Below are several records. Retype exactly those lines running from the one with "Exercise. Put one marker on every instance of the rough" through the one with "Target: peeling bark", end lines included, and no others.

[Records from a data source]
^^^^^^^^^^^^^^^^
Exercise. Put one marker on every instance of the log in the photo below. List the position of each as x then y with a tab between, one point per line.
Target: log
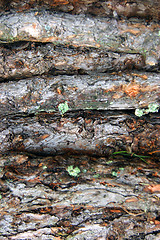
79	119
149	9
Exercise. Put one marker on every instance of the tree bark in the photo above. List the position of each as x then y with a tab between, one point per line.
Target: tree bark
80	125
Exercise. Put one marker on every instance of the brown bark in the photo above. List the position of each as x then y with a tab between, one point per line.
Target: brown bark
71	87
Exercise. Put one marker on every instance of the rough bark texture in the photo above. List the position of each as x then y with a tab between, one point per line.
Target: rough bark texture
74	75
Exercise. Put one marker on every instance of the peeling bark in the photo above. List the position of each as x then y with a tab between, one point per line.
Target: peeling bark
^^^^^^^^^^^^^^^^
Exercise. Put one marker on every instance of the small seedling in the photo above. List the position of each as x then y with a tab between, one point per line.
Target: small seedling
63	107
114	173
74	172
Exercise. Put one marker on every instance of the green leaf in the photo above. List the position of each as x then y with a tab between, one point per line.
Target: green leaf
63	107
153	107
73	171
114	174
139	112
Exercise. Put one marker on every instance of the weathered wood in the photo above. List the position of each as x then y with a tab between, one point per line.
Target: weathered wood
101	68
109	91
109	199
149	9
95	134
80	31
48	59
^^^^^^^^^^^^^^^^
• **ANSWER AREA**:
Exercise. Put one marker on every instance of the rough bark texture in the photo above. List the position of each as x then y with a tab between, one point per line.
Target: rough bark texture
74	75
Exercise. Put one marker on every instance of the peeling bark in the photo above. List the position of each as x then y with a tab between, one point per line.
Target: peeling bark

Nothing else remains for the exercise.